Do you find yourself spending an inordinate amount of time coughing? If so, you’re not alone. In fact, a cough is one of the top reasons that people visit their health care provider. Read on to learn the common causes of a cough and what you can do about yours
Why do I cough?
Your body has something called “cough receptors” that are found in the ears, throat, lungs, stomach, diaphragm, and heart. When these receptors are stimulated, your body responds by coughing.
What aggravates these cough receptors?
A variety of things can trigger a cough. Here are the top offenders:
- Post-nasal drainage—Sinus drainage that drips down the back of the throat can cause a pretty irritating cough. If you have post-nasal ‘drip,’ you may have a runny nose, feel dripping in the back of your throat, or you may clear your throat often. Colds, sinus infections, and environmental allergies are the main causes of post-nasal drainage.
- Asthma—Coughing, especially at night, is a common symptom of asthma. Wheezing and shortness of breath are usually part of the package, too. Asthma is mostly caused by genetic factors, but may flare-up because of colds, respiratory infections, or irritants in the air.
- Acid Reflux—The acidity of stomach juices that go up into the throat can cause a bothersome cough. People with reflux may also complain of heartburn or a sour taste in the mouth. Dietary factors (like alcohol, carbonated beverages, and spicy foods-to name a few) smoking, and obesity all trigger acid reflux.

Entries provided ->
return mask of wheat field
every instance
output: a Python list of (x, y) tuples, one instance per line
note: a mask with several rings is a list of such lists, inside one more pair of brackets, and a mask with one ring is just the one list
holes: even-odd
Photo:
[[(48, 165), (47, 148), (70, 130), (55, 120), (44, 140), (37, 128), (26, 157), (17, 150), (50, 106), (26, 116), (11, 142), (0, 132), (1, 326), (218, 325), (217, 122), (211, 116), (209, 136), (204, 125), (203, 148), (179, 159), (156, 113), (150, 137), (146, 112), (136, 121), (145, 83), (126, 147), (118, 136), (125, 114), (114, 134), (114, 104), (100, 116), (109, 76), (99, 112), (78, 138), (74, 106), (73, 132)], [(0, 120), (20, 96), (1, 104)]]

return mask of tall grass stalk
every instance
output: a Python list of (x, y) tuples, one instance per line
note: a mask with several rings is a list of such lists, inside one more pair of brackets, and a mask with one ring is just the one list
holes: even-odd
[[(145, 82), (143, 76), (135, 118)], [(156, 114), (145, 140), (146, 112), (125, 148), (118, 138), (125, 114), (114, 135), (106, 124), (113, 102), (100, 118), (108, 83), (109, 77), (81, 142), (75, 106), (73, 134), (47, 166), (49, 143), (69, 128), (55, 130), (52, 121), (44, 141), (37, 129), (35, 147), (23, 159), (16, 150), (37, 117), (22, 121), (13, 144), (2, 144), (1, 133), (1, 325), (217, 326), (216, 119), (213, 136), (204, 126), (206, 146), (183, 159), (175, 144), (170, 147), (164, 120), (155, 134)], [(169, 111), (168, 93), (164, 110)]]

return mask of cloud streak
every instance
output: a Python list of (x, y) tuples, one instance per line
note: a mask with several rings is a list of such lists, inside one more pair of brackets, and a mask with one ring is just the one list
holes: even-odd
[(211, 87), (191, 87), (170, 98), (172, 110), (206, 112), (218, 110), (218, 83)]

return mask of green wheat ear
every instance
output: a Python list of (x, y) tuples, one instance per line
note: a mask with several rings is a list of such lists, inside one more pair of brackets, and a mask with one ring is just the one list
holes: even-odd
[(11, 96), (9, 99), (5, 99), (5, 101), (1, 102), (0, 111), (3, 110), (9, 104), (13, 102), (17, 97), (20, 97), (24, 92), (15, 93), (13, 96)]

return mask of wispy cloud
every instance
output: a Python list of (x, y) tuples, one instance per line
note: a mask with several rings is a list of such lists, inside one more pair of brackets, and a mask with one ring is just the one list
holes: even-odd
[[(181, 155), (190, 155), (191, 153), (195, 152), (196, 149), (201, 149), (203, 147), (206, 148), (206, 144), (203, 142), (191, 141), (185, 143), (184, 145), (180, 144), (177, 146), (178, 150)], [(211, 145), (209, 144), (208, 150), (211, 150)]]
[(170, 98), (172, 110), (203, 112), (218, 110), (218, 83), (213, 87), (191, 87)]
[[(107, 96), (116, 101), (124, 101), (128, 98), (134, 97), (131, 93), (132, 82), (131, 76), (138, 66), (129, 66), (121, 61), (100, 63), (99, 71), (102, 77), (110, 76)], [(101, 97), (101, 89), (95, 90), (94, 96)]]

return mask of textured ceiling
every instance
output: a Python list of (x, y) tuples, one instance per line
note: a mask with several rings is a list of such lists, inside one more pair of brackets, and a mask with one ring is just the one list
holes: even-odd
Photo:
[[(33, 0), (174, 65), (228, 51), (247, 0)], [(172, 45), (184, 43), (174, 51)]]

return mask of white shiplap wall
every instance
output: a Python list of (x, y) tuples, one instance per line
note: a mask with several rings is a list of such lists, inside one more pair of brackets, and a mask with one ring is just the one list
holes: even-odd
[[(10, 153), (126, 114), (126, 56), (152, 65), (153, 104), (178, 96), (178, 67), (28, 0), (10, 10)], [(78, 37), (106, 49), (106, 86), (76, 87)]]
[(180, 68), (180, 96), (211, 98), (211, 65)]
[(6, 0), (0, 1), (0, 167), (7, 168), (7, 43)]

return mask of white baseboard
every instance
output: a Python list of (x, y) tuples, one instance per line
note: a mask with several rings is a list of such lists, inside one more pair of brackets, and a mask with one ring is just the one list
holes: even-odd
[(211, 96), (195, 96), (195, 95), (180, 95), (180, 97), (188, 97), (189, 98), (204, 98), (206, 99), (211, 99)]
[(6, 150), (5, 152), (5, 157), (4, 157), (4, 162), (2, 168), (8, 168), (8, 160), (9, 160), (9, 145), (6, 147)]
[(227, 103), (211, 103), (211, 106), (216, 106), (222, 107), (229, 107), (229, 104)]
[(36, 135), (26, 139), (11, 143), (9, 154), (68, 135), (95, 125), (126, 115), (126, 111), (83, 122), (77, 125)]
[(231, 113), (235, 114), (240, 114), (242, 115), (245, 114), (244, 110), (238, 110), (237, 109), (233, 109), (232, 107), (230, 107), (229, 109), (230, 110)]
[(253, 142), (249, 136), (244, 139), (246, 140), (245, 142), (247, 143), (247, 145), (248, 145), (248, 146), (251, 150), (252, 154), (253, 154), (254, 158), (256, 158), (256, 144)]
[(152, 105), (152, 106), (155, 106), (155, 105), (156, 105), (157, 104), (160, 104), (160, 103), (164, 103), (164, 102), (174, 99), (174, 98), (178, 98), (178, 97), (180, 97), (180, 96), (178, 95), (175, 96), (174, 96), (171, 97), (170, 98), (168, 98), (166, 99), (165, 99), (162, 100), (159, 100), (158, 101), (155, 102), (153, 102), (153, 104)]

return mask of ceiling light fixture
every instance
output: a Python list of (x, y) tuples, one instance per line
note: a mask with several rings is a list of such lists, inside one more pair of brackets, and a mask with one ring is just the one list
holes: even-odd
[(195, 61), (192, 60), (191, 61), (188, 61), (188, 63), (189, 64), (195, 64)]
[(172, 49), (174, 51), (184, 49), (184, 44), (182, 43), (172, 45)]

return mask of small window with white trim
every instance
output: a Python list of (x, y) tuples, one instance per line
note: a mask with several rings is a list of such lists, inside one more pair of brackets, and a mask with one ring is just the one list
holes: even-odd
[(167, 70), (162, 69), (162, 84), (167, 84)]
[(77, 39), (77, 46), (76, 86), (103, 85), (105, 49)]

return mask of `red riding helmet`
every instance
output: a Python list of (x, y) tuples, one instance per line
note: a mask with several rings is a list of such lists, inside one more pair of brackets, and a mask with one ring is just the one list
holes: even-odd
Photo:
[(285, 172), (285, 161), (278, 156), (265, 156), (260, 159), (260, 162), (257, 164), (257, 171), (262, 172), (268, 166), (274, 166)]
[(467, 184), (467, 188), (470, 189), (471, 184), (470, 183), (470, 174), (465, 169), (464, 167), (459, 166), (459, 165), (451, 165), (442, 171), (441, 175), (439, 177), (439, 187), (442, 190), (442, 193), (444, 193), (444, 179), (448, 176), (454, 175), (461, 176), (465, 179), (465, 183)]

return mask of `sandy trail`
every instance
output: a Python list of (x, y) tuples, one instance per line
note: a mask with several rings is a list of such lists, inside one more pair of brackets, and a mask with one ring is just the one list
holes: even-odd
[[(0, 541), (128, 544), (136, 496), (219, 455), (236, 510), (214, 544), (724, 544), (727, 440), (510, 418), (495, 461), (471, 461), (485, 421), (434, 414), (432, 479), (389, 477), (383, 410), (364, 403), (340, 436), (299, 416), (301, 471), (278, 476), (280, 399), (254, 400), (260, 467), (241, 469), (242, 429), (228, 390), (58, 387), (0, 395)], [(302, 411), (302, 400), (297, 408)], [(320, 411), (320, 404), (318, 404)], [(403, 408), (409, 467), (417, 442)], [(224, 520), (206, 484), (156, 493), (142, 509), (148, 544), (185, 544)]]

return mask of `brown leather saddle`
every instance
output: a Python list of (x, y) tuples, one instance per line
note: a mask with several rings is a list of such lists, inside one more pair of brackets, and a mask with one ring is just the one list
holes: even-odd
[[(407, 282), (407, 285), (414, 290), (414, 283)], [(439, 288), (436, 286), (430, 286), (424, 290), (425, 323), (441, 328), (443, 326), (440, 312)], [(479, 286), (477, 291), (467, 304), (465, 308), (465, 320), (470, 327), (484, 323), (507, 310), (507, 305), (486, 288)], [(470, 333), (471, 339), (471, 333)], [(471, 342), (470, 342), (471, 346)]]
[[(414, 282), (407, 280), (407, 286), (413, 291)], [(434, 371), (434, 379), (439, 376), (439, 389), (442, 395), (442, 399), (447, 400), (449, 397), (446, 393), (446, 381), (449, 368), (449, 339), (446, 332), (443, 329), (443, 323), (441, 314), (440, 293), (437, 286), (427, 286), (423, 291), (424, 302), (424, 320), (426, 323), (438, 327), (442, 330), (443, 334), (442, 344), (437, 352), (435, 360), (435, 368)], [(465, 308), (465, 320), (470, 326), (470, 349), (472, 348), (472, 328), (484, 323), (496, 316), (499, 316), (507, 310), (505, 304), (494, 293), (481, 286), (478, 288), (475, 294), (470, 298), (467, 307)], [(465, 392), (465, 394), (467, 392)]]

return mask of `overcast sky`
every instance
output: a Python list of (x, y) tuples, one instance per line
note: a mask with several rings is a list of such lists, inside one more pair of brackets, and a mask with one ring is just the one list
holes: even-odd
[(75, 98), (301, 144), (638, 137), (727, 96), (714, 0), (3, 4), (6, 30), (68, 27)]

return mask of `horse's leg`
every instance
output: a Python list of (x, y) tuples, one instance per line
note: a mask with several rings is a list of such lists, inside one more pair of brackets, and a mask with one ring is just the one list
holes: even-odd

Work request A ->
In the article on coughing, where in the body are cough receptors found?
Work request B ->
Resume the article on coughing after its last sentence.

Task answer A ->
In the ears, throat, lungs, stomach, diaphragm, and heart.

Task answer B ->
- Respiratory infection—Sometimes a cough from a respiratory infection will remain 2-8 weeks longer after all of the other symptoms have resolved. This typically resolves on its own, though certain medications can make it less annoying.
- Medications—“ACE Inhibitors” are a category of blood pressure medication that are best known for causing a nagging, dry cough in some people.
- Chronic bronchitis—This is the typical “smokers cough” most often caused by. . . you guessed it-SMOKING (though it can also be caused by long-term exposure to dust and other fumes). People who have this generally cough up a lot of clear phlegm as well.
- Environmental irritant—Dust, mold, pollen, perfumes, smoke, and other fragrances can be respiratory irritants. This is especially common for people who already have allergies or asthma.
How should I treat my cough?
Your treatment will depend upon the cause of your cough. Your health care provider can help you determine why you are coughing and what, if any, medications you should take.
What can I do to prevent a cough?
- If you smoke, STOP!
- If you don’t smoke, great! Try to stay away from second-hand sources of smoke.
- Know your triggers. If there is something that really gets your cough going, try to avoid it as much as you can.
- Wear a face mask when you are around irritating fumes or air particles.
- Control seasonal or environmental allergies with medication and/or by reducing your exposure to allergens in the home and outside.
- Wash your hands to prevent the spread of colds and other respiratory infections.
- Keep your body healthy with a balanced diet and regular exercise.
Silvestri, R.C. & Weinberger, S.E., Evaluation of subacute and chronic cough in adults. In UpToDate, Basow, DS (Ed), UpToDate, Waltham, MA, 02453.